Written problem: Set down exactly the lines running from the line with "suv headlight in the photo above." to the end of the listing below, both ends included.

— BEGIN Information given —

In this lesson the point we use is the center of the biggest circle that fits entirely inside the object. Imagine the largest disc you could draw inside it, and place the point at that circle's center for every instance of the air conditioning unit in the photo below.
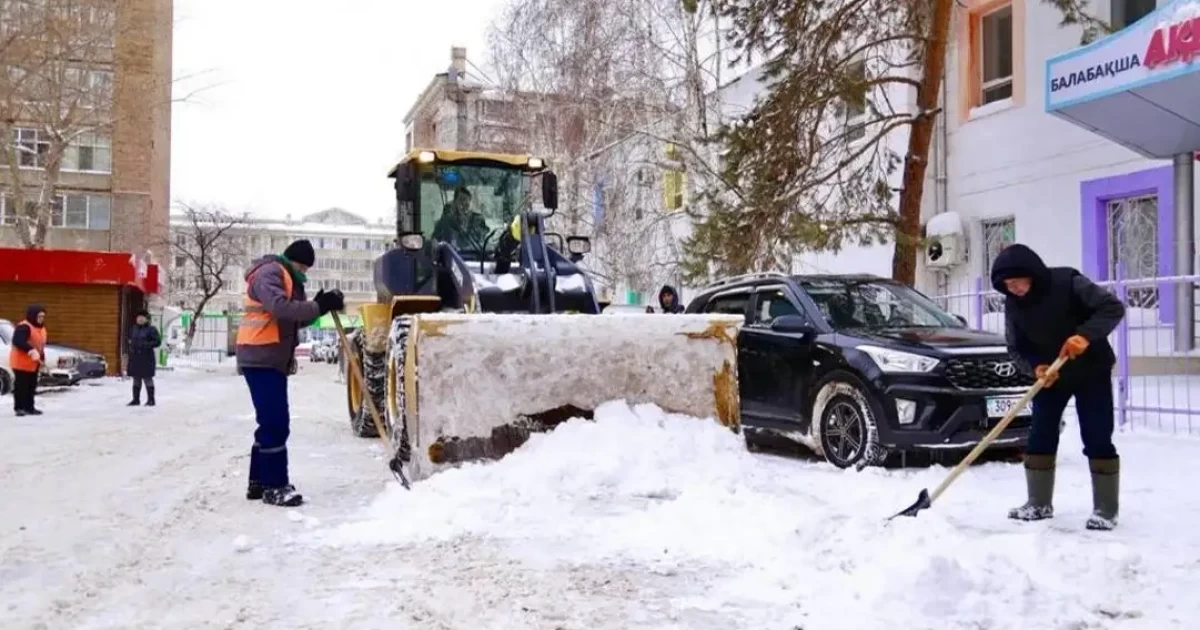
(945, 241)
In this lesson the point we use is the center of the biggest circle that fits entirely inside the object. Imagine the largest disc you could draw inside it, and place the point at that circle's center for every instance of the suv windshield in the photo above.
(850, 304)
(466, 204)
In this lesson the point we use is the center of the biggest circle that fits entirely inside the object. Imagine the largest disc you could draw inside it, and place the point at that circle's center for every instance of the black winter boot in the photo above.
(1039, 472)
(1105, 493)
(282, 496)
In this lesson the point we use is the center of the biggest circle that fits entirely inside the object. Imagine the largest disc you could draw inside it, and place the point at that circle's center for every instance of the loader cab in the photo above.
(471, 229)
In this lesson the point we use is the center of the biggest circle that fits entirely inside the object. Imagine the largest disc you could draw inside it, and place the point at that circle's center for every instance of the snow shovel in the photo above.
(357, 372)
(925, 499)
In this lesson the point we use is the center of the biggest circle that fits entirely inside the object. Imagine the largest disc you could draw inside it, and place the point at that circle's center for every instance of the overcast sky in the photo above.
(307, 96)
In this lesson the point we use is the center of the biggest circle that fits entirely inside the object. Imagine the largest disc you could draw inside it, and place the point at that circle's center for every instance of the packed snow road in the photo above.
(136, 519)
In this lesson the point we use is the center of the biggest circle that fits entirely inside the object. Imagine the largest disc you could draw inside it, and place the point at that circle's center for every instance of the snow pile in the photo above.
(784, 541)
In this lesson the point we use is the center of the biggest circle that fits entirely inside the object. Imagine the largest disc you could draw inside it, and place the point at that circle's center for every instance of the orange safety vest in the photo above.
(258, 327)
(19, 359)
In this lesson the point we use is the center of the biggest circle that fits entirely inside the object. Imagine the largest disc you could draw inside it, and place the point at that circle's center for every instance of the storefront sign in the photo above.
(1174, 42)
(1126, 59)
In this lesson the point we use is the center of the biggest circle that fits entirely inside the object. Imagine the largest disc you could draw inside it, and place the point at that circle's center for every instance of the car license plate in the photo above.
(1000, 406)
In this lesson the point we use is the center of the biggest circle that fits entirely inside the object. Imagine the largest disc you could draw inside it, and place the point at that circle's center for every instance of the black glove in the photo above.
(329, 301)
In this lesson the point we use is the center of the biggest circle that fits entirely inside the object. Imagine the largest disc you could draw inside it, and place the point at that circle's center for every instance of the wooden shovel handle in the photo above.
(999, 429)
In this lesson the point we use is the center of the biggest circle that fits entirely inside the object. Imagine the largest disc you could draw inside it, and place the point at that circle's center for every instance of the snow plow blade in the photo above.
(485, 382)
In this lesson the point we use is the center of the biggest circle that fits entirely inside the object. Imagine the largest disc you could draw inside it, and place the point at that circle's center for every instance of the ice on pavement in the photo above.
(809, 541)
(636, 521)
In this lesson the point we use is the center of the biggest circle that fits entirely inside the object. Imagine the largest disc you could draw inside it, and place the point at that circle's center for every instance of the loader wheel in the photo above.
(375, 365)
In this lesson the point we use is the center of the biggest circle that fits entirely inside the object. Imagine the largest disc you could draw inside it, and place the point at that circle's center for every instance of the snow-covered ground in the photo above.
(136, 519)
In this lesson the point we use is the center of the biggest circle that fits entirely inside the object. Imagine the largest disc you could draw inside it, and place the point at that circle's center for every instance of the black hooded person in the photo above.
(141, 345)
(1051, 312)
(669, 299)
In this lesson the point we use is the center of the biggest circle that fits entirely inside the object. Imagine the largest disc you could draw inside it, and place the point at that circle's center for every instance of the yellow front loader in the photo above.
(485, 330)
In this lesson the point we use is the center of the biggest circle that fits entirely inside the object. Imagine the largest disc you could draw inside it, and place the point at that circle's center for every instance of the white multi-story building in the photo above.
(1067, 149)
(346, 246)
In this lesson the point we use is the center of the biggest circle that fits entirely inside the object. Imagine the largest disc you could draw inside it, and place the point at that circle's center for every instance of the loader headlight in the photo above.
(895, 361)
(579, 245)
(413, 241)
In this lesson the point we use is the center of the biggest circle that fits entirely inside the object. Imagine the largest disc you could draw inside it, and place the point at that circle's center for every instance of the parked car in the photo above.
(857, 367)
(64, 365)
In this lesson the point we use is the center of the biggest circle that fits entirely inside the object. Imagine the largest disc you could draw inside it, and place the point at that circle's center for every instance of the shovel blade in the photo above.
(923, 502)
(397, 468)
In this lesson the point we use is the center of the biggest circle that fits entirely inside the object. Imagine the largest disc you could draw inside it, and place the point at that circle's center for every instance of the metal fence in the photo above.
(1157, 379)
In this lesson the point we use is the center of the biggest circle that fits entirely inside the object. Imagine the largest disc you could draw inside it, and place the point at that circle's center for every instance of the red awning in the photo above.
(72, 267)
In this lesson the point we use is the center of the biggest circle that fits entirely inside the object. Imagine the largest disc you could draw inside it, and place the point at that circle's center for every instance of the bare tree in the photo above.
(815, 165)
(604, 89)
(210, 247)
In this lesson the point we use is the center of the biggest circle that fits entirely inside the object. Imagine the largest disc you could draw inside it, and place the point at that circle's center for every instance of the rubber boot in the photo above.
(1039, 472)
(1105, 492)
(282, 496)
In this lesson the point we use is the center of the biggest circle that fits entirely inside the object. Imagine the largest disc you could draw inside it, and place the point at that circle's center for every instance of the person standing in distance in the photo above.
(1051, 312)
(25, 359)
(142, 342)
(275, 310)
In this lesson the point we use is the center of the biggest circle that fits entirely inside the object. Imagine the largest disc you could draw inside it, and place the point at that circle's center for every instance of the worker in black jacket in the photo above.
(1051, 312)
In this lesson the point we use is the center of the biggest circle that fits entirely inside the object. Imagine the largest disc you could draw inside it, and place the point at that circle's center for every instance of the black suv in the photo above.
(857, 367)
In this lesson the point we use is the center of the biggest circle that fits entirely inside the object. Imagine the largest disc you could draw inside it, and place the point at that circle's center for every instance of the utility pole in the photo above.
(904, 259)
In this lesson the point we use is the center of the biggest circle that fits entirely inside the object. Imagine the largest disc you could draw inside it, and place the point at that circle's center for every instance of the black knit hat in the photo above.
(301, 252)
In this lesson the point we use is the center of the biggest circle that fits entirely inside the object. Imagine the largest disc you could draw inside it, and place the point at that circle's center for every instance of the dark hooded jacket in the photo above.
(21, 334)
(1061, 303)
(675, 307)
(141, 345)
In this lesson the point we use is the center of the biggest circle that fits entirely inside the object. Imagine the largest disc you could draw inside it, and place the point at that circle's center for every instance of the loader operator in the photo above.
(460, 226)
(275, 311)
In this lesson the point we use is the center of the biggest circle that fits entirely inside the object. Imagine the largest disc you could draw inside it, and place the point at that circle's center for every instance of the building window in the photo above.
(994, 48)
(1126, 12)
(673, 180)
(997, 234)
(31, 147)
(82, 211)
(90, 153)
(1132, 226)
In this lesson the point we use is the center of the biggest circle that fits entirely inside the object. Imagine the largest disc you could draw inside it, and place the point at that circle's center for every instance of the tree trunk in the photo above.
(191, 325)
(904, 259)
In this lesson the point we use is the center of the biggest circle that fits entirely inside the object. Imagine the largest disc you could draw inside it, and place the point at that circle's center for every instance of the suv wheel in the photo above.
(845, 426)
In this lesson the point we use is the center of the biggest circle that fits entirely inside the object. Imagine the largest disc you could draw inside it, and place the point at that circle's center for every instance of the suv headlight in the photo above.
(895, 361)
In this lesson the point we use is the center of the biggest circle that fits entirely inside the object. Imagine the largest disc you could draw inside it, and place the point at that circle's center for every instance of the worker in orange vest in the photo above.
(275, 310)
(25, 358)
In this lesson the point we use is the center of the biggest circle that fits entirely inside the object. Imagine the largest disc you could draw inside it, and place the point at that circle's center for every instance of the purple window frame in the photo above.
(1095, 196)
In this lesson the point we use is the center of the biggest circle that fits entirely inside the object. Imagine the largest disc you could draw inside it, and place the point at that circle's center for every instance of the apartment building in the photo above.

— END Information given —

Answer to the exercise:
In this lesson the point we use is the center of the biggest circle that fits entirely inside the object. Imagine the largest disc you could draw inside it, and place the point at that circle's center for every instance of the suv headlight in the photo above.
(895, 361)
In this lesson the point we use is the center of the biggest circle that fits entirely inside the object. Imagine the largest disc you could draw inside it, and place the point at that circle's center for every instance of the worker in orange vest in the photo above.
(275, 310)
(25, 358)
In this lesson the point we use is the center of the biggest circle that fits entirely inside the object. Imagine the largest disc you could draw inside it, and place the point at that circle's center for every instance of the purple window frame in the photo above.
(1095, 196)
In this lesson the point we use is the center of the biggest circle that fits entirely inside the object. Imagine the largest disc you could draw inside it, and place the point at that circle's center for every instance of the apartment building in the photo above.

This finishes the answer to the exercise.